_Check your understanding_
1. Copy the comment thread about Doctorow's critique of Zuboff, starting at "I have been thinking" and ending at "something something mindrays.", with "framework" changed to "structure".
2. In the comment thread about Doctorow's critique of Zuboff, why does the second commenter find it unsurprising that Doctorow concentrates on the points where he disagrees with her?
3. Recast the paragraph of the comment thread about Doctorow's critique of Zuboff that begins "I have been thinking of this" as a bulleted list, keeping its main facts.

----- Text passage

I have been a fan of Cory’s writing for what, two decades now? Fiction and non-fiction, his ideas have always been helpful to me. I really admire his talent.

I also have been a huge Zuboff stan the past year or so. I have dragged her book into any comments threads here I could. I think her writing in Surveillance was tremendously helpful and I wanted there to be a wider, honest engagement with her ideas in our world.

Cory’s most recent is not that. I am embarrassed by his reductio of her thesis to “Facebook uses mindrays” and the pivot from that absurdity to make a point that doesn’t contradict her thesis.

I have been thinking of this as similar to reviewers not liking an author’s work because the plot doesn’t go they way they think it should. It is especially bad that Zuboff’s book provides a overarching framework for critical analysis of digital capitalism, one that in no way precludes Cory’s proposed solutions. She effectively equates surveillance capitalists with Nazis. The book has a long section on the corrosive effect of B.F. Skinner on an entire generation, and on nerds in particular. She describes how surveillance capitalists captured the regulatory state, and the effects that will propagate from that. I mean et cetera. But her real thesis is something something mindrays.

Some writers crapped their pants when they got a chance to read Thomas Piketty’s 900 page description of how unequal our current society is. But presented with Shoshana Zuboff’s book proposing a new paradigm for analyzing the superstructure of our current economy, it’s (jagoff gesture) mindrays pfft.

I’m glad Cory has solutions to propose for how to fix our current problems. I’m sorry he feels that Zuboff didn’t propose those solutions he feels are correct. But slagging (some of) her work to call attention to your own pets is weak.

Seriously, wtf Doctorow?


As is often the case with Cory, his summary is much more polemical (and confusing, if not misleading) than the long form piece.

The actual article is full of praise for numerous aspects of Zuboff’s work. He just disagrees with her about how effective tech firms are at using all the data they hoover up.

Given that he agrees with her on most of what she wrote (and says so), it’s hardly surprising that he focusses on the bit(s) he doesn’t agree with.

----------
----- Dataset content

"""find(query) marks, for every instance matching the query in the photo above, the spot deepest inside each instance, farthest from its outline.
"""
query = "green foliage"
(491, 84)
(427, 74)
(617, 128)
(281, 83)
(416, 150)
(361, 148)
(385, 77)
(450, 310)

----------

_Replies_
1.
I have been thinking of this as similar to reviewers not liking an author’s work because the plot doesn’t go they way they think it should. It is especially bad that Zuboff’s book provides a overarching structure for critical analysis of digital capitalism, one that in no way precludes Cory’s proposed solutions. She effectively equates surveillance capitalists with Nazis. The book has a long section on the corrosive effect of B.F. Skinner on an entire generation, and on nerds in particular. She describes how surveillance capitalists captured the regulatory state, and the effects that will propagate from that. I mean et cetera. But her real thesis is something something mindrays.

2. Doctorow agrees with Zuboff on most of what she wrote, and he says so. The parts he disagrees with are therefore the natural focus. His main disagreement is about how effective tech firms are at using the data they collect.

3.
- The commenter likens the critique to reviewers disliking an author's work because the plot doesn't go the way they think it should.
- Zuboff's book offers an overarching framework for critical analysis of digital capitalism. That framework in no way rules out Cory's proposed solutions.
- She effectively equates surveillance capitalists with Nazis.
- A long section covers the corrosive effect of B.F. Skinner on an entire generation, especially nerds.
- She describes how surveillance capitalists captured the regulatory state and the effects that will spread from that.
- The commenter sarcastically concludes that her "real thesis" is supposedly about mindrays.